Source document
African deals are increasing in number but what is the best way for investment banks to get involved? Dominic O’Neill finds out what the key players in Johannesburg, London and Dubai are thinking.

DELE BABADE, HEAD of the newly launched investment banking arm of pan-African group Ecobank, is optimistic about the sector’s prospects. "Never underestimate the opportunities in Africa," he says. In illustration he recounts a recent whirlwind tour of five East African countries in five days. In Rwanda, he says, one day of meetings resulted in about $600 million-worth of potential deals in project finance, international equity placements and M&A. Global investment banking heads are revising their strategies in Africa. They are doing more and bigger deals for clients across the continent, whether it is arranging listings on the London Stock Exchange, advising governments on setting up sovereign wealth funds or raising billions of dollars for infrastructure projects.

"Global investment banks along with a wave of multinational corporations are looking at sub-Saharan Africa outside South Africa with renewed interest, primarily because of one thing: growth," says Colin Coleman, head of sub-Saharan Africa investment banking at Goldman Sachs. With sub-Saharan Africa’s GDP growth rate set to rise as high as 7% (compared with a likely 3.5% or so in South Africa) commercial operations in Africa are in need of capital for expansion.

Entries shown
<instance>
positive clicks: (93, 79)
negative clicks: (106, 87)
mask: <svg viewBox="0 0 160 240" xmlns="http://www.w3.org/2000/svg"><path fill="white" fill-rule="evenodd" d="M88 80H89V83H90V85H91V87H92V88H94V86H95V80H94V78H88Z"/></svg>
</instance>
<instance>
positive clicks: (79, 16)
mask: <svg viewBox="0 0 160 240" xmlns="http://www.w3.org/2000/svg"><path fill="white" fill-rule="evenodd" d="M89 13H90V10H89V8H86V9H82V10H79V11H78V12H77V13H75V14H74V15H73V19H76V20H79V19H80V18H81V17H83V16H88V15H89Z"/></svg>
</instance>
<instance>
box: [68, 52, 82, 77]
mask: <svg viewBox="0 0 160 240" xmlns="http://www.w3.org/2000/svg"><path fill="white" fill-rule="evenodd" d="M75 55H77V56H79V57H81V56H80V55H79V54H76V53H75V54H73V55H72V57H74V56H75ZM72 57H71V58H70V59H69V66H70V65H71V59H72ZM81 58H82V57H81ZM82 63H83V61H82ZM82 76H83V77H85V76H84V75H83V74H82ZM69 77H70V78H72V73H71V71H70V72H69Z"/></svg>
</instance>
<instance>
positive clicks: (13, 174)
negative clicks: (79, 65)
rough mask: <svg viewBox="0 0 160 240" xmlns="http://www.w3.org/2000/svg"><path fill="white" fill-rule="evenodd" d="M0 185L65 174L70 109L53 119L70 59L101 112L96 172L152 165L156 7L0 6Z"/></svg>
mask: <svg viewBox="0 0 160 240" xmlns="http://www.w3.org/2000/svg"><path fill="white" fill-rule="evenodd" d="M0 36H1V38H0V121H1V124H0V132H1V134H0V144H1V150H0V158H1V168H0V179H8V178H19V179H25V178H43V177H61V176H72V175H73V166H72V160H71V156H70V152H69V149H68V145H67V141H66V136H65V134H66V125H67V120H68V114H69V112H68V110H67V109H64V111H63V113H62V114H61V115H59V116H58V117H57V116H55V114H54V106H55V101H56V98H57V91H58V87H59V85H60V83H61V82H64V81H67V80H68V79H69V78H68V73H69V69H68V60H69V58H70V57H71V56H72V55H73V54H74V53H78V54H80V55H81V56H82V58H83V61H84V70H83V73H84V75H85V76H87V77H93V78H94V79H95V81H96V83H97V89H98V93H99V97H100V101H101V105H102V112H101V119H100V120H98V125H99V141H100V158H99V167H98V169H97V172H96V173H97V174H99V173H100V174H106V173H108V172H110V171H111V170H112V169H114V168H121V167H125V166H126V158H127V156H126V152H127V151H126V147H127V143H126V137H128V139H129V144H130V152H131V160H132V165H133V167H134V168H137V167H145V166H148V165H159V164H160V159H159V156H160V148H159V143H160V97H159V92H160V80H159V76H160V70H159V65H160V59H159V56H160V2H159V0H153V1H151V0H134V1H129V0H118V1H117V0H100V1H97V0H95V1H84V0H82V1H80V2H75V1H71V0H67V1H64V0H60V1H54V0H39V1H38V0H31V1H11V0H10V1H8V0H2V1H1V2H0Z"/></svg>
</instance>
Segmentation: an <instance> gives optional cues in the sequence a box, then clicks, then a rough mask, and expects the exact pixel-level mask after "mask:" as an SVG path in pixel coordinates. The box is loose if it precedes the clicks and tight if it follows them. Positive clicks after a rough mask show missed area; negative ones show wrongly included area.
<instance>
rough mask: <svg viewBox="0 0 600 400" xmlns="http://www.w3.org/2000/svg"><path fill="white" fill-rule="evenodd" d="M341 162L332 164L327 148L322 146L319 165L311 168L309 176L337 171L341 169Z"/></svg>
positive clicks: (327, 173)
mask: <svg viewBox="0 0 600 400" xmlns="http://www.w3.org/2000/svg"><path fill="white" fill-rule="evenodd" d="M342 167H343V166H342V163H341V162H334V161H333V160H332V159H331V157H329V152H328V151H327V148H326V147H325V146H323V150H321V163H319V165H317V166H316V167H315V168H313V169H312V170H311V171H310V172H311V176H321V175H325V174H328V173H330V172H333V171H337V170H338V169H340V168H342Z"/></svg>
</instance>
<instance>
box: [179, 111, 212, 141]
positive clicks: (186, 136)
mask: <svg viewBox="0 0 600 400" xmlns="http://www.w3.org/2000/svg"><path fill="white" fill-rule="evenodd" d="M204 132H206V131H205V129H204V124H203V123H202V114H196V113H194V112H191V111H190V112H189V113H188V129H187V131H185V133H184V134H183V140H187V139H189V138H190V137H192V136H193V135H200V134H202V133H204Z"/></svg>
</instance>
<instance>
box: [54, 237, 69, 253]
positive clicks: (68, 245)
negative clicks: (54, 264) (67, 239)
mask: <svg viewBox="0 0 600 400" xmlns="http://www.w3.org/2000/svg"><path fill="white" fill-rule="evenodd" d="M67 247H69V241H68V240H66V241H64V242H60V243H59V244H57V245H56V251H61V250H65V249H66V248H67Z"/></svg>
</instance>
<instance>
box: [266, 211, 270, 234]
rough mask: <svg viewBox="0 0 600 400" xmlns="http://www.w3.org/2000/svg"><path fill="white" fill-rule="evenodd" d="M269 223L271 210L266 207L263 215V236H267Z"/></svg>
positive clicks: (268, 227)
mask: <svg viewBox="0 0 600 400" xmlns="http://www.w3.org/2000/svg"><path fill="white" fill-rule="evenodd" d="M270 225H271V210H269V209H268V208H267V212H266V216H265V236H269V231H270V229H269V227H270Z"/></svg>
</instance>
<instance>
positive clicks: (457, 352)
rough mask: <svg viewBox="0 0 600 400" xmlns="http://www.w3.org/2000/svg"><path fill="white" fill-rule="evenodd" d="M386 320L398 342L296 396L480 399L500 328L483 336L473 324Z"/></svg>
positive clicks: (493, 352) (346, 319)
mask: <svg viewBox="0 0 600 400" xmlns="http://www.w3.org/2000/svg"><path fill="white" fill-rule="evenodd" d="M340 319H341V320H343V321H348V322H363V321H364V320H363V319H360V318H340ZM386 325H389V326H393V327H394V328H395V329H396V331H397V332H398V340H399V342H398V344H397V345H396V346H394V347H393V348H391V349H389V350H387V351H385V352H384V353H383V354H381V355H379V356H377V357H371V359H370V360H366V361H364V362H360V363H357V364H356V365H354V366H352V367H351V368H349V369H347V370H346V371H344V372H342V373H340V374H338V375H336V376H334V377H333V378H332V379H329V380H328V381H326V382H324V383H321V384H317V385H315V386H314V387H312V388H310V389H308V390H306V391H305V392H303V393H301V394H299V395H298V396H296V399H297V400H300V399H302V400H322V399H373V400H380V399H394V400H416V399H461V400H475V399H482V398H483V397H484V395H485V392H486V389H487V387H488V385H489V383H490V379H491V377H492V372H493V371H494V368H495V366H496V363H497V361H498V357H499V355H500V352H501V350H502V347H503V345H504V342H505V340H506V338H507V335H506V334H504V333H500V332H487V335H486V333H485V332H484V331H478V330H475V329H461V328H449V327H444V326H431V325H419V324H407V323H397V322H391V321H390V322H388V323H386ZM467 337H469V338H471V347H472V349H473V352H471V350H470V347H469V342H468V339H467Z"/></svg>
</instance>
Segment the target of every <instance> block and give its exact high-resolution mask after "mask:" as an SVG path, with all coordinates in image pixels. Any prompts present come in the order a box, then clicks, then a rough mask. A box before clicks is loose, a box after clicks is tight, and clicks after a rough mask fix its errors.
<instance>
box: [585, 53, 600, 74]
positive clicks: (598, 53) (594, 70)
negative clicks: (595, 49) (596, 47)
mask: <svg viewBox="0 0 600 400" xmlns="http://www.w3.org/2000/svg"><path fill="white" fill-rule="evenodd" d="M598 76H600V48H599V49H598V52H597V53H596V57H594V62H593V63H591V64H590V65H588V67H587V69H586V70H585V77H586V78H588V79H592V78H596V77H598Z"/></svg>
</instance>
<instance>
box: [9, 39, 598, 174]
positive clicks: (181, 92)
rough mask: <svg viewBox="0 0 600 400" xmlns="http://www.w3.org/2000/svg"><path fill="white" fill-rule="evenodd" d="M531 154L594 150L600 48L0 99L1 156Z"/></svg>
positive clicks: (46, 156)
==
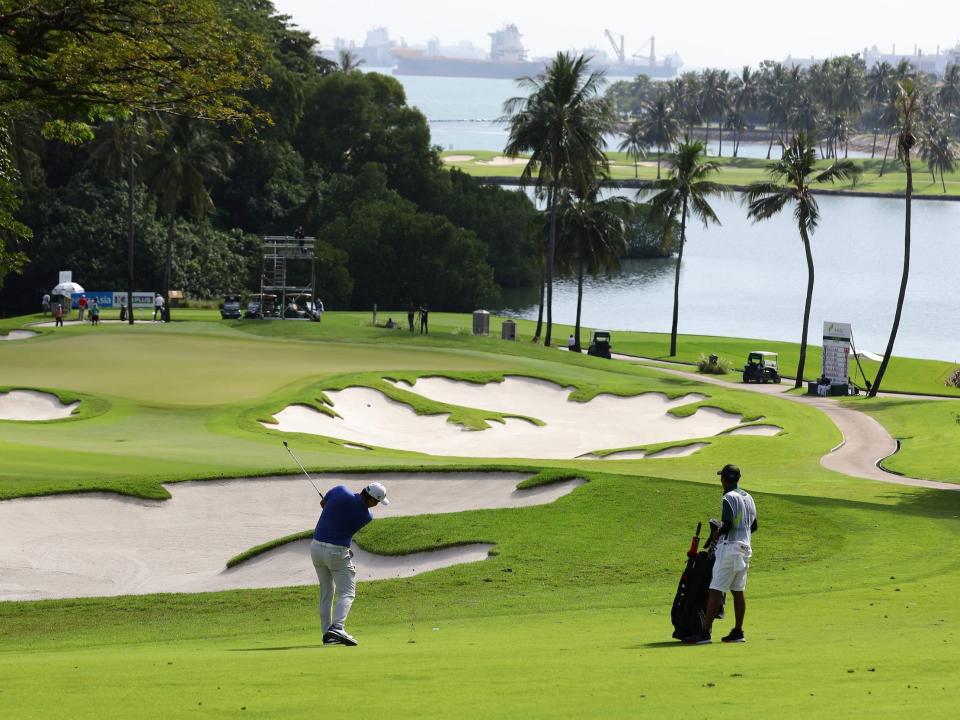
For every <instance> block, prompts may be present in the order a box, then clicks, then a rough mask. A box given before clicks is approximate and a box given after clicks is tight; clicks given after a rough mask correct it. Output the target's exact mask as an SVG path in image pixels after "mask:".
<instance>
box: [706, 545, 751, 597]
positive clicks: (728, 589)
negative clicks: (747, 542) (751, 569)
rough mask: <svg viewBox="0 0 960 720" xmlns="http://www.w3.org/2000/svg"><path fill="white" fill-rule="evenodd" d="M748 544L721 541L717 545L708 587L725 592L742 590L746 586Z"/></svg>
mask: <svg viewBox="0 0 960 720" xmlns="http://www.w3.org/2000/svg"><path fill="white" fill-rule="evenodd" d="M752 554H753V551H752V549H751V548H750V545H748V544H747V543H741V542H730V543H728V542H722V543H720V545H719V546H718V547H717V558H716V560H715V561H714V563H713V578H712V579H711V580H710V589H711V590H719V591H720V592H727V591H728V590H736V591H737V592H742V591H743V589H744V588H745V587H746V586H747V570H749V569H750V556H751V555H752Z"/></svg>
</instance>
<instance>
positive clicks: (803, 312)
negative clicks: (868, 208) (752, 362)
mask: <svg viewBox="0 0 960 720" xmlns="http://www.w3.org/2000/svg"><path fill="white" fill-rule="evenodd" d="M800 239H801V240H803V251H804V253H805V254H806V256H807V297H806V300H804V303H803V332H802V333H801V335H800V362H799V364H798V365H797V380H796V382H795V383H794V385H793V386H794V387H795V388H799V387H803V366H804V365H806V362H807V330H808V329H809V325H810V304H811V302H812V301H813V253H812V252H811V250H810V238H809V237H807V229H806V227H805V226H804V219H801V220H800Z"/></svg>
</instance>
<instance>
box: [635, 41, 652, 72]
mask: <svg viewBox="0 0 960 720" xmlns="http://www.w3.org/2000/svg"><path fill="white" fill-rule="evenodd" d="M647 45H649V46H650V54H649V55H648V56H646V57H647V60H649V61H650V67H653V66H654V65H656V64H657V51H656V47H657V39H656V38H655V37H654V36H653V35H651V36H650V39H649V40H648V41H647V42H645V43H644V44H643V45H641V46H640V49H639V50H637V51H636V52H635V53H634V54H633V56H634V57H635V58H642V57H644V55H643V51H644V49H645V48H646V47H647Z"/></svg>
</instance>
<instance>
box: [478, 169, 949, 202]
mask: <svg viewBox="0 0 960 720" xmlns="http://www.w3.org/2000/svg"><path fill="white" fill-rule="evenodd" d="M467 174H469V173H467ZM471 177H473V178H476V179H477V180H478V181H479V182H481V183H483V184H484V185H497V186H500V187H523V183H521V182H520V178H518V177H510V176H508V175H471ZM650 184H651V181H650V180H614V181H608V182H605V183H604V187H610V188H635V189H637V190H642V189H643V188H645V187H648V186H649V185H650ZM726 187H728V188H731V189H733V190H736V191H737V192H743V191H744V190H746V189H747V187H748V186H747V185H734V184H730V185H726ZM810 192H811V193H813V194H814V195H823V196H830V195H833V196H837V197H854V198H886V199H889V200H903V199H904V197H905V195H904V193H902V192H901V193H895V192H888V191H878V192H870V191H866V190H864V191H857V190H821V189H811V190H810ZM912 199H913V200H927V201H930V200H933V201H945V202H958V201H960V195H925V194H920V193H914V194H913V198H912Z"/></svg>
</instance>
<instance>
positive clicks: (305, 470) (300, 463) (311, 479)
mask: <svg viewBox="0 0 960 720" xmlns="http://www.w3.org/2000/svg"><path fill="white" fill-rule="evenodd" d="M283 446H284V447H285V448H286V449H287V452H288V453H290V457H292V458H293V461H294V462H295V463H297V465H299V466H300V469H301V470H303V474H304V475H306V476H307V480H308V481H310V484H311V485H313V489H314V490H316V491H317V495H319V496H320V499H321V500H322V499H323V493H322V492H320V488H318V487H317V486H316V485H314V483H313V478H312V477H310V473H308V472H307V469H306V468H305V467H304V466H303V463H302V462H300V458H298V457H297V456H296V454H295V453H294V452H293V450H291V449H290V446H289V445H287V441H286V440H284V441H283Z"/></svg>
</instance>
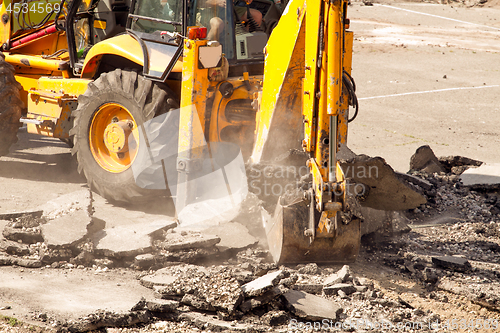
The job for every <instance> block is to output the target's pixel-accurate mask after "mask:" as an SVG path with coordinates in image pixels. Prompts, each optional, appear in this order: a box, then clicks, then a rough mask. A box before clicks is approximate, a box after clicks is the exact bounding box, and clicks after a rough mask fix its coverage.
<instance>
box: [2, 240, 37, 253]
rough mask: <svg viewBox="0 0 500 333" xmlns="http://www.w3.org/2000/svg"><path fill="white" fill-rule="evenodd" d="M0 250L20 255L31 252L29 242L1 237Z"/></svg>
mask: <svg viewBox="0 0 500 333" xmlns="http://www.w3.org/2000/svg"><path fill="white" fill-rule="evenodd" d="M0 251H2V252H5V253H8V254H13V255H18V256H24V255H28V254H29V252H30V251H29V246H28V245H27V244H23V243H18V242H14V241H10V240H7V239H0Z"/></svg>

Your tasks
(1) According to the article on investment banking in Africa, how much in potential deals came from one day of meetings in Rwanda?
(2) Name every city the article on investment banking in Africa says its key players are in.
(3) Rewrite the article on investment banking in Africa between "DELE BABADE, HEAD" and "for infrastructure projects.", inclusive, changing "potential deals" to "possible deals".
The records play no part in this work.

Answer set
(1) About $600 million.

(2) Johannesburg, London and Dubai.

(3)
DELE BABADE, HEAD of the newly launched investment banking arm of pan-African group Ecobank, is optimistic about the sector’s prospects. "Never underestimate the opportunities in Africa," he says. In illustration he recounts a recent whirlwind tour of five East African countries in five days. In Rwanda, he says, one day of meetings resulted in about $600 million-worth of possible deals in project finance, international equity placements and M&A. Global investment banking heads are revising their strategies in Africa. They are doing more and bigger deals for clients across the continent, whether it is arranging listings on the London Stock Exchange, advising governments on setting up sovereign wealth funds or raising billions of dollars for infrastructure projects.